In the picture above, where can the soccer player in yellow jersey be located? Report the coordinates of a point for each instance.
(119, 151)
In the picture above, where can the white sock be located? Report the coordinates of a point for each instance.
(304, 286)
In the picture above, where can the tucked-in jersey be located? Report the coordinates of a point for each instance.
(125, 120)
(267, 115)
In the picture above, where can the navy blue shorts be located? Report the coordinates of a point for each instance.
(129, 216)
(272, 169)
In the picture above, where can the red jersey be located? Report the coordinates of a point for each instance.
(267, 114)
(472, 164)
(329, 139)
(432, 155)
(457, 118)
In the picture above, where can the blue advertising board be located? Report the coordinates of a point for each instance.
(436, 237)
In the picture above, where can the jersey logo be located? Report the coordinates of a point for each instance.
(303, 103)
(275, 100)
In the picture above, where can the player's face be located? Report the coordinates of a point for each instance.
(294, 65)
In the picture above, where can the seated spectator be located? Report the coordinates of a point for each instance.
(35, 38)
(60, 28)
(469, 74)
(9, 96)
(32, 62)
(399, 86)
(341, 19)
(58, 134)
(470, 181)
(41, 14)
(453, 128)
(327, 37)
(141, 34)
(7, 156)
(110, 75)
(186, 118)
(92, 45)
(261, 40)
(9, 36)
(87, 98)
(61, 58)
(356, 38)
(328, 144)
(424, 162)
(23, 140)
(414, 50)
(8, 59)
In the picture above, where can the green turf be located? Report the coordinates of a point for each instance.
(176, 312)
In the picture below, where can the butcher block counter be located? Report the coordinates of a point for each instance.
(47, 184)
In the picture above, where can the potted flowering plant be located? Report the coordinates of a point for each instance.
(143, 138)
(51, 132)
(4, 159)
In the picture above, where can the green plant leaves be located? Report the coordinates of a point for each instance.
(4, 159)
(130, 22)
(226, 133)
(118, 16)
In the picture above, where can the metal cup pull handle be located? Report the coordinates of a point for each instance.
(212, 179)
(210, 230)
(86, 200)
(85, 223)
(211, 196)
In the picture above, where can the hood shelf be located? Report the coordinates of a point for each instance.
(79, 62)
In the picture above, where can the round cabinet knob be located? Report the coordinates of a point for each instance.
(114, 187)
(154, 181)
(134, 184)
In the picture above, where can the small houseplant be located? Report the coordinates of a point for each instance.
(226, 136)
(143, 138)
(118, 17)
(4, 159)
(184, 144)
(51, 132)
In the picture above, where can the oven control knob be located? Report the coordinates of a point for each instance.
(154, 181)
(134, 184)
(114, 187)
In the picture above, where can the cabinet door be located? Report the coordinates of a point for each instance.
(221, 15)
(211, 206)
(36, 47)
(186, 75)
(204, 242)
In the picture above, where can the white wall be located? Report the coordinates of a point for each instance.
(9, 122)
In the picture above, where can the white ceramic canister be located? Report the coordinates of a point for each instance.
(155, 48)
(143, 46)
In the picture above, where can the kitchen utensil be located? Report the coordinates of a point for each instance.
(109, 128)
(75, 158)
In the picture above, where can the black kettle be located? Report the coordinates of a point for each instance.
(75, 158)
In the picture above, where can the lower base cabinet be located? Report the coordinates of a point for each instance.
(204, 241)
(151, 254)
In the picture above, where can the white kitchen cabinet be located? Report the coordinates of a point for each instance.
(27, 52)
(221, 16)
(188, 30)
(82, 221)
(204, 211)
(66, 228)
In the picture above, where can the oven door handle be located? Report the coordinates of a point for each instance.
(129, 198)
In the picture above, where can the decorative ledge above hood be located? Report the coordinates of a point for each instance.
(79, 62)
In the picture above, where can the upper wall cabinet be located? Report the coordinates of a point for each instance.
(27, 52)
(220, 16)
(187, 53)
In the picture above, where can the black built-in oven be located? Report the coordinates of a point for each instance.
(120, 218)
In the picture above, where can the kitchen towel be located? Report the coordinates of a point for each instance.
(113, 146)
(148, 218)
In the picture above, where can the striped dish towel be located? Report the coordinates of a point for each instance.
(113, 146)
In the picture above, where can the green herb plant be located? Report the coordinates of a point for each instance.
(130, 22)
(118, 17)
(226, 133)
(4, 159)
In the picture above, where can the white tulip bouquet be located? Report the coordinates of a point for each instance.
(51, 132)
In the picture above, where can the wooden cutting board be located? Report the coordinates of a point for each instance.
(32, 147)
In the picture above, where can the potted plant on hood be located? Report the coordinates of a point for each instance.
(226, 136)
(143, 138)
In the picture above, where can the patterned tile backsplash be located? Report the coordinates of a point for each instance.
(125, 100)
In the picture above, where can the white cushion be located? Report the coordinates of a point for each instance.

----

**TASK DESCRIPTION**. Copy out all of the records again, swapping "instance" for "occurrence" everywhere it occurs and changing nothing else.

**COMPLETE ANSWER**.
In the picture above, where can the soccer player in yellow jersey be located? Report the coordinates of a point for each occurrence.
(119, 151)
In the picture above, where can the white sock be located? Report the coordinates of a point for each occurrence.
(304, 286)
In the picture above, where can the tucked-in jersey be located? Report the coordinates of a point for each occurrence.
(125, 120)
(267, 115)
In the picture above, where can the navy blue shorts be located? Report the coordinates of a point for each occurrence.
(129, 216)
(272, 169)
In the picture above, where can the red jersey be located? Report the coordinates of a point for each occurrence.
(267, 114)
(472, 164)
(329, 139)
(432, 155)
(457, 118)
In the picture above, where can the blue advertising board be located? Report the coordinates of a point for each occurrence.
(436, 237)
In the picture above, where can the jersey logo be located? Report the coordinates of a point for each occurrence.
(303, 103)
(275, 100)
In the picture above, where can the player's face be located? Report the coordinates of a point for each occurrence.
(294, 65)
In the picture above, where can the seated spectator be located? Report the coordinates of a point for each occurrence.
(35, 38)
(60, 28)
(469, 74)
(9, 96)
(32, 62)
(399, 86)
(341, 19)
(58, 134)
(470, 181)
(41, 14)
(453, 128)
(327, 37)
(141, 34)
(7, 156)
(110, 75)
(186, 118)
(92, 45)
(261, 40)
(9, 36)
(87, 98)
(61, 58)
(356, 38)
(328, 144)
(424, 162)
(23, 140)
(414, 50)
(8, 59)
In the picture above, where can the green turf be located? Report the coordinates of a point for each occurrence.
(176, 312)
In the picture below, where can the butcher block counter be located? Report the coordinates of a point for each occurrence.
(47, 184)
In the picture above, where can the potted flowering plant be located? Report the coordinates of a point for each occurrence.
(143, 138)
(51, 132)
(4, 159)
In the picture above, where can the green plant leaves be located? Report the coordinates of a point for each occurrence.
(4, 159)
(130, 22)
(226, 133)
(118, 16)
In the picture above, where can the metal cup pull handle be located? Report the coordinates of a point for each occurrence.
(212, 179)
(210, 230)
(86, 200)
(85, 223)
(211, 196)
In the picture above, where can the hood shelf be located? Report the coordinates of a point for each occurrence.
(79, 62)
In the picture above, where can the round cabinet knob be located? Report the coordinates of a point for each occurrence.
(114, 187)
(154, 181)
(134, 184)
In the picture above, where can the small houseplant be located? Report the coordinates of a point for each occurrence.
(226, 136)
(143, 138)
(118, 17)
(4, 159)
(184, 144)
(51, 132)
In the picture above, where can the oven control knob be located? Report the coordinates of a point for each occurrence.
(154, 181)
(134, 184)
(114, 187)
In the picture above, where can the cabinet door be located? Report the coordinates of a point for each occurrence.
(221, 15)
(211, 206)
(36, 47)
(186, 75)
(204, 242)
In the picture above, where can the white wall be located? Report the coordinates of a point for each occurrence.
(9, 122)
In the picture above, where can the white ceramic canister be located? Report the coordinates of a point for each occurrence.
(155, 48)
(143, 46)
In the picture above, where can the kitchen utensil be located? Report the coordinates of a point for each occurrence.
(109, 128)
(75, 158)
In the picture above, where can the black kettle be located? Report the coordinates of a point for each occurrence.
(75, 158)
In the picture above, where can the lower base cabinet be located? Report the coordinates of a point for each occurrence.
(204, 241)
(151, 254)
In the picture above, where can the white kitchen cabinet be located? Report the coordinates of a point for each occurrence.
(27, 52)
(221, 16)
(188, 30)
(82, 221)
(204, 211)
(66, 228)
In the picture above, where can the oven door handle be located? Report the coordinates of a point for each occurrence.
(129, 198)
In the picture above, where can the decorative ledge above hood be located? Report the coordinates of a point for each occurrence.
(79, 62)
In the picture above, where can the upper wall cabinet be located? Report the coordinates of a point for each occurrence.
(27, 52)
(220, 16)
(187, 53)
In the picture above, where can the black built-in oven be located? Report the coordinates of a point for each occurrence.
(120, 218)
In the picture above, where can the kitchen towel be located? Report the coordinates of a point for each occurrence.
(113, 146)
(148, 218)
In the picture above, where can the striped dish towel be located? Report the coordinates of a point for each occurrence.
(113, 146)
In the picture above, where can the green herb plant be located? Report the coordinates of a point for each occurrence.
(130, 22)
(118, 17)
(226, 133)
(4, 159)
In the picture above, where can the white tulip bouquet be located? Report the coordinates of a point for each occurrence.
(51, 132)
In the picture above, where can the wooden cutting board be located? Report the coordinates of a point for each occurrence.
(32, 147)
In the picture above, where can the potted plant on hood be located? Report the coordinates of a point for each occurrence.
(226, 136)
(143, 138)
In the picture above, where can the patterned tile backsplash be located? Report the coordinates of a point for each occurrence.
(125, 100)
In the picture above, where can the white cushion be located? Report the coordinates of a point for each occurrence.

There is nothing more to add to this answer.